WRITTEN TASKS:
#1 Decide whether each statement below agrees with the forum message about replacing temporary files in Stata. Answer yes or no for each, quoting the words of the message that settle it.
(a) The message was sent by Steven Samuels.
(b) In the quoted example, the save command for the temporary file includes the replace option.
(c) The loop in the quoted example covers the years 1991 through 1999.
#2 Answer these questions from the forum message about replacing temporary files in Stata.
(a) On what date was the message sent?
(b) What name does the tempfile command give the temporary file?
(c) Which dataset does the example load before the loop begins?
#3 Summarize the forum message about replacing temporary files in Stata in two sentences.

|
[Date Prev][Date Next][Thread Prev][Thread Next][Date index][Thread index]
Re: st: RE: -replace- should not be use with temporary files (was: Comparing datasets)
From |
Steven Samuels <[email protected]> |
To |
[email protected] |
Subject |
Re: st: RE: -replace- should not be use with temporary files (was: Comparing datasets) |
Date |
Thu, 18 Sep 2008 18:39:46 -0400 |
-Sergiy---
What happens if you omit the "replace' in your first example?
-Steve
On Sep 18, 2008, at 4:52 PM, Sergiy Radyakin wrote:
Sometimes it is necessary to replace a tempfile. In a situation like
the following:
//--------------------------------------------------------------------
-----------------------------------
log using mypaper.txt, text replace
tempfile all_years
use data1990, clear
do prepare_year
save "`all_years'" /* we don't write replace here. Stata must ensure
that the file does not exist before I create it, otherwise it is not a
tempname */
foreach year in 1991 1992 1993 1994 1995 1996 1997 1998 1999 {
use data`year', clear
do prepare_year
append using "`all_years'"

EXTRACTED MATERIAL:

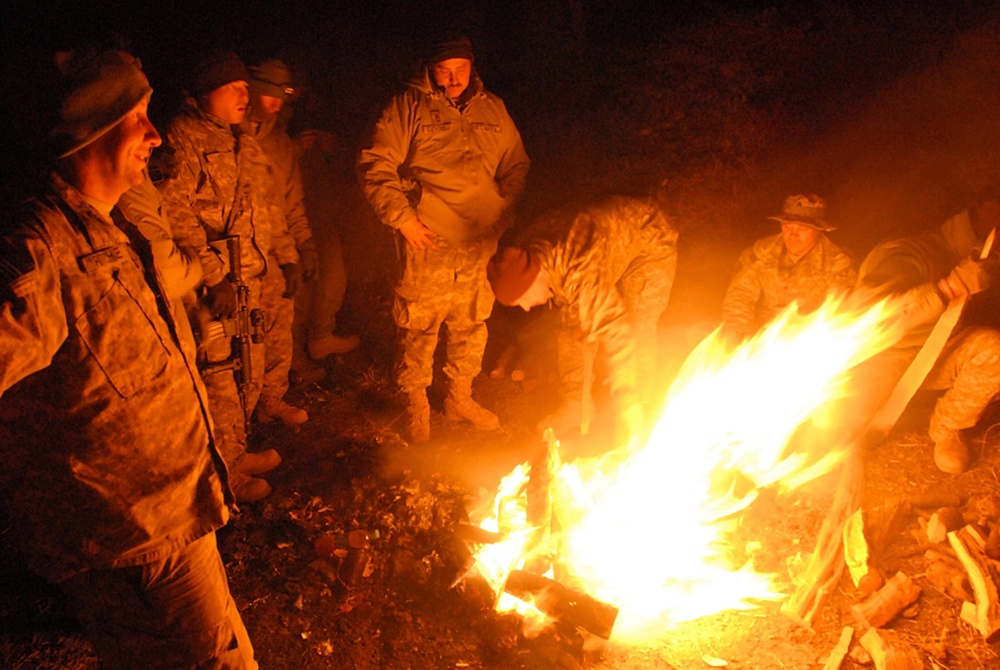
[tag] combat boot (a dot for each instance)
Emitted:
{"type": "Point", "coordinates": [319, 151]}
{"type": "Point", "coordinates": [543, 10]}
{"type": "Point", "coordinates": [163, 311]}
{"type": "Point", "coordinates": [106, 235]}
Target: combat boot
{"type": "Point", "coordinates": [328, 345]}
{"type": "Point", "coordinates": [459, 406]}
{"type": "Point", "coordinates": [248, 489]}
{"type": "Point", "coordinates": [951, 453]}
{"type": "Point", "coordinates": [418, 411]}
{"type": "Point", "coordinates": [270, 408]}
{"type": "Point", "coordinates": [257, 463]}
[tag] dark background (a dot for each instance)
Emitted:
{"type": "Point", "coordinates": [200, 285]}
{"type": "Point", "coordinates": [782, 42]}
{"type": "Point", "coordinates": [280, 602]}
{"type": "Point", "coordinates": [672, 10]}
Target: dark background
{"type": "Point", "coordinates": [723, 107]}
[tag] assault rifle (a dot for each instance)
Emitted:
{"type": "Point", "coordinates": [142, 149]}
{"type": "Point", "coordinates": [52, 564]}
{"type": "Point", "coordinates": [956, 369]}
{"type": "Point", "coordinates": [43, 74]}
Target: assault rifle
{"type": "Point", "coordinates": [245, 327]}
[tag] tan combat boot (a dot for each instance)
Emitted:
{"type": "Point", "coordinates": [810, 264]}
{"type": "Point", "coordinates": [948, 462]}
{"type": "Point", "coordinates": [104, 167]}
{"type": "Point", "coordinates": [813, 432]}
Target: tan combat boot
{"type": "Point", "coordinates": [418, 412]}
{"type": "Point", "coordinates": [459, 406]}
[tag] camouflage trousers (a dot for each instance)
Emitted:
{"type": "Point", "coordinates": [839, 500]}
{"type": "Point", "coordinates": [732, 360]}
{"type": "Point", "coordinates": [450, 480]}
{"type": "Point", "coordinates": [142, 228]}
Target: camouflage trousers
{"type": "Point", "coordinates": [174, 613]}
{"type": "Point", "coordinates": [279, 313]}
{"type": "Point", "coordinates": [967, 370]}
{"type": "Point", "coordinates": [447, 286]}
{"type": "Point", "coordinates": [644, 290]}
{"type": "Point", "coordinates": [223, 394]}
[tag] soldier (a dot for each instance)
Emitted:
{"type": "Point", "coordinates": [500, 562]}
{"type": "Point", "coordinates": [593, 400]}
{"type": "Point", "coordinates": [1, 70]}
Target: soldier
{"type": "Point", "coordinates": [215, 192]}
{"type": "Point", "coordinates": [110, 470]}
{"type": "Point", "coordinates": [800, 265]}
{"type": "Point", "coordinates": [610, 267]}
{"type": "Point", "coordinates": [270, 87]}
{"type": "Point", "coordinates": [922, 274]}
{"type": "Point", "coordinates": [444, 164]}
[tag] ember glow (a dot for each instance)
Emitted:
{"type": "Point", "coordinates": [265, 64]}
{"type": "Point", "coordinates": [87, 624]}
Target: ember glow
{"type": "Point", "coordinates": [647, 528]}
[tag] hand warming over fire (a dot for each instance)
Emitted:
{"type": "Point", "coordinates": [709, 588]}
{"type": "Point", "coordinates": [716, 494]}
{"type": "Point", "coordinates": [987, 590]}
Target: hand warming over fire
{"type": "Point", "coordinates": [968, 278]}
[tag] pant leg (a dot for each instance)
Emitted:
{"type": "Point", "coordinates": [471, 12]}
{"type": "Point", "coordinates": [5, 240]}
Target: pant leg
{"type": "Point", "coordinates": [471, 302]}
{"type": "Point", "coordinates": [174, 613]}
{"type": "Point", "coordinates": [969, 371]}
{"type": "Point", "coordinates": [419, 306]}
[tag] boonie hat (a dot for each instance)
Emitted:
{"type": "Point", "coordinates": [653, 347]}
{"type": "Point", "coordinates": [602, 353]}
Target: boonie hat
{"type": "Point", "coordinates": [807, 209]}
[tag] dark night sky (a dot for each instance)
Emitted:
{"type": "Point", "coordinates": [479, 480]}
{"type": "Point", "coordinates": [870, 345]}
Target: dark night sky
{"type": "Point", "coordinates": [360, 52]}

SOLVED PROBLEMS:
#1
(a) Yes: "Steven Samuels"
(b) No: "we don't write replace here"
(c) Yes: "foreach year in 1991 1992 1993 1994 1995 1996 1997 1998 1999"

#2
(a) Thu, 18 Sep 2008
(b) all_years
(c) data1990

#3 Steven Samuels's reply asks Sergiy Radyakin what happens if "replace" is omitted in the first example. The quoted message from Sergiy Radyakin states that it is sometimes necessary to replace a tempfile, and it gives Stata code that saves a tempfile named all_years without replace and then loops over the years 1991 to 1999, appending each prepared year.